## TASK DESCRIPTION
Pictures aside, reproduce exactly and only the lines below, starting at the one containing "Give the pointer" and ending at the last line.

## INFORMATION SUPPLIED
==========

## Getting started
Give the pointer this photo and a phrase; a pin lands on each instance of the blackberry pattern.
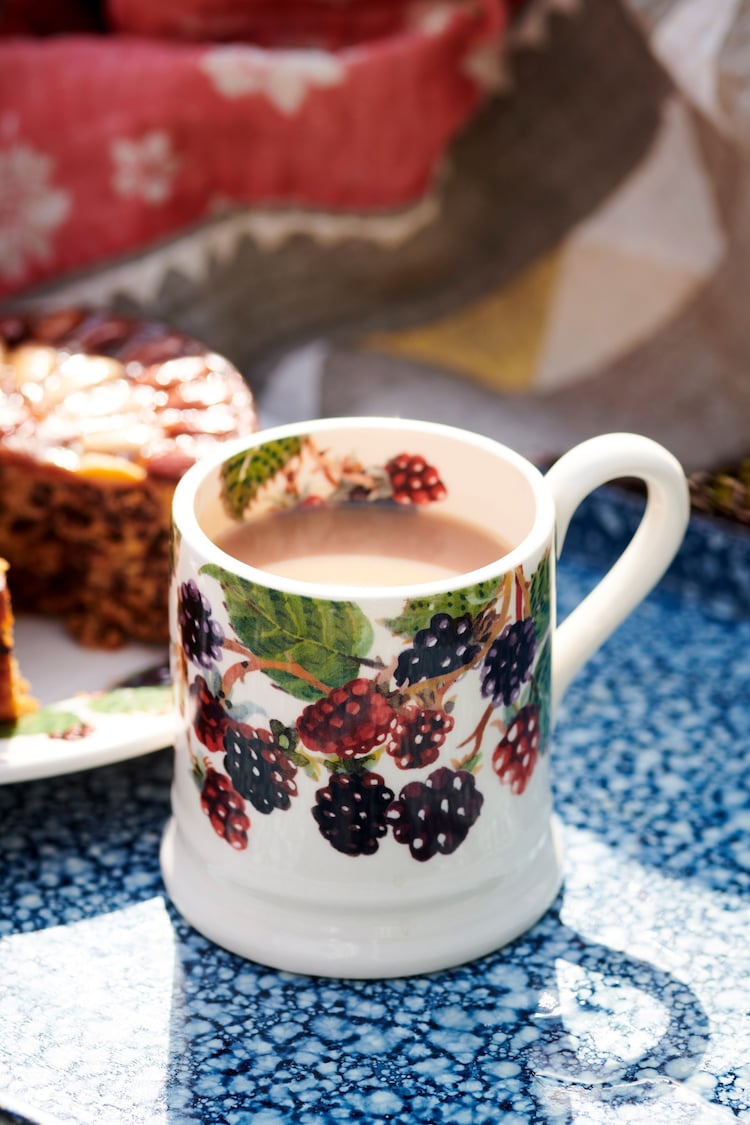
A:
(209, 718)
(416, 736)
(443, 647)
(349, 722)
(200, 633)
(435, 816)
(351, 810)
(259, 765)
(414, 480)
(515, 756)
(225, 809)
(508, 662)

==========

## ANSWER SECTION
Give the pointer this photo and a phrase; a pin lands on each instance of the blackberry pattern.
A:
(209, 718)
(416, 736)
(443, 647)
(349, 722)
(200, 633)
(435, 816)
(351, 810)
(259, 765)
(414, 480)
(515, 756)
(225, 809)
(508, 662)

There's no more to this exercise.